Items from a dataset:

++++++++++

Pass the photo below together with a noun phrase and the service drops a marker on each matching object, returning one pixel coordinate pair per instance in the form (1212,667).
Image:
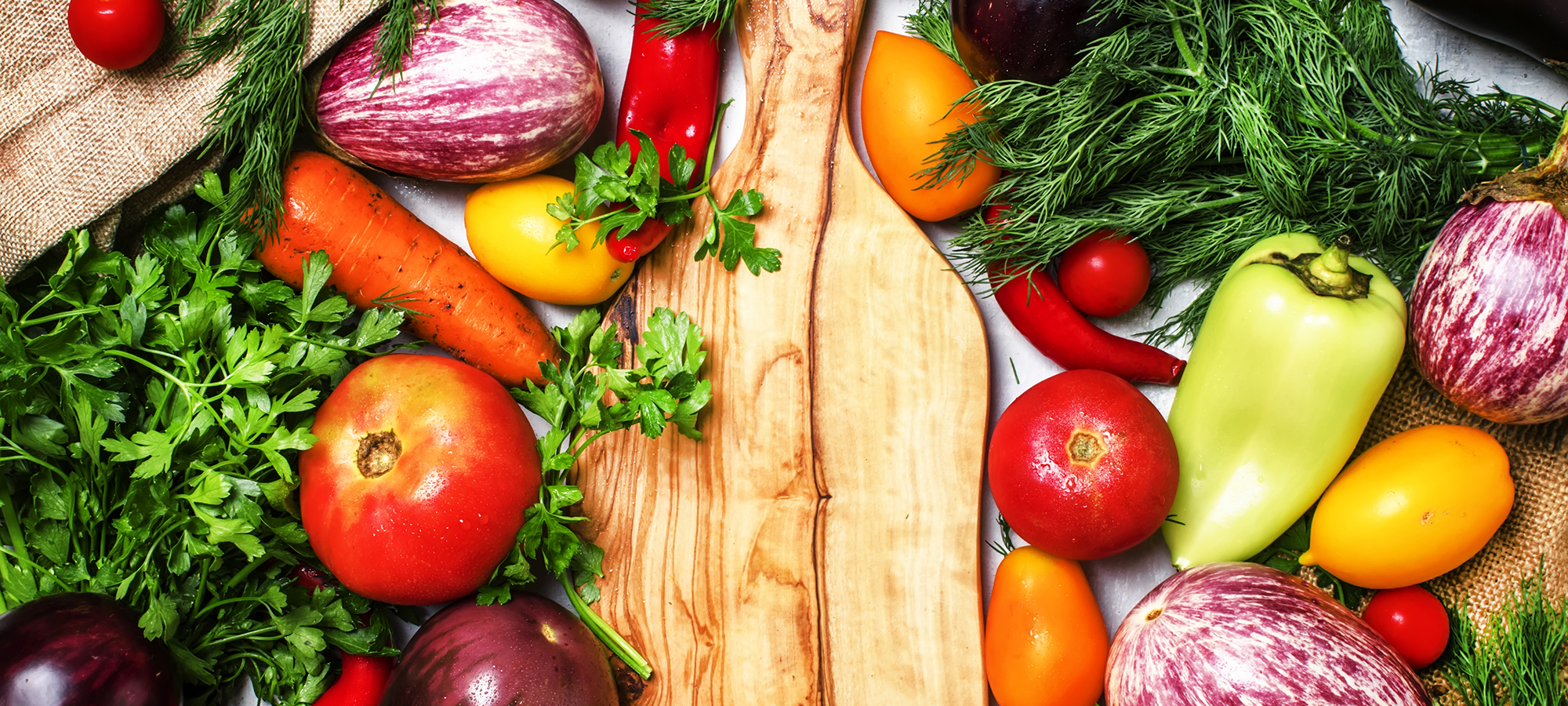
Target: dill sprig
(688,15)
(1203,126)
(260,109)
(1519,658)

++++++++++

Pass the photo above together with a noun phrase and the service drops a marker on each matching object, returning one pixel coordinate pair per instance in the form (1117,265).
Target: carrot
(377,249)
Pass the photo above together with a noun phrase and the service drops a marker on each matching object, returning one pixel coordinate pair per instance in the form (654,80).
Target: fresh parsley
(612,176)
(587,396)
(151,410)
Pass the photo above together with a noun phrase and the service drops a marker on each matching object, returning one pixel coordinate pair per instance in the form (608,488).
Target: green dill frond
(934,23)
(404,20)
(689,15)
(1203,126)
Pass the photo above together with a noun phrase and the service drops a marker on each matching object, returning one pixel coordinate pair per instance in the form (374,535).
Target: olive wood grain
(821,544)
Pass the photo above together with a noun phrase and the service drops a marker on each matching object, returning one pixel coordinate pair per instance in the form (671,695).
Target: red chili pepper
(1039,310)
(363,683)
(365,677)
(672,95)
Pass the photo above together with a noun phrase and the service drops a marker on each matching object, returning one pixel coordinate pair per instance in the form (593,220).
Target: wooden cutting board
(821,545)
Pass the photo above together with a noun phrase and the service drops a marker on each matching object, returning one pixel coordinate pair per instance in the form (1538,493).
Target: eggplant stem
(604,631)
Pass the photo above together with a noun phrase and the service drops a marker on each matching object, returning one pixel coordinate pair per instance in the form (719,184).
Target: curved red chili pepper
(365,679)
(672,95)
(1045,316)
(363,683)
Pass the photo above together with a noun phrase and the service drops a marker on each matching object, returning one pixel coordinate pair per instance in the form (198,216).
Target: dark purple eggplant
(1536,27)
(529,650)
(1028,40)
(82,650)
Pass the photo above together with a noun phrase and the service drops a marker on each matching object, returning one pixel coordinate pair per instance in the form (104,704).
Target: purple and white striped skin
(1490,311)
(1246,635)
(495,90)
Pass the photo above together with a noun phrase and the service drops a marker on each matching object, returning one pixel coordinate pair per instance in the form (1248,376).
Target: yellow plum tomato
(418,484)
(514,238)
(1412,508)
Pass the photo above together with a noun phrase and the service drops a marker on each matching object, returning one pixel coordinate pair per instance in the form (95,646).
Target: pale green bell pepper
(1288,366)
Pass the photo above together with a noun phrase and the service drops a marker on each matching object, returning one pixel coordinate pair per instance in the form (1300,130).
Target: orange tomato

++++++++++

EXERCISE OBJECTIVE. Filter the lines above, keeping every line that contains the word "purple". Treat case as significant.

OUTPUT BELOW.
Target: dark purple eggplant
Target: purple and white striped skin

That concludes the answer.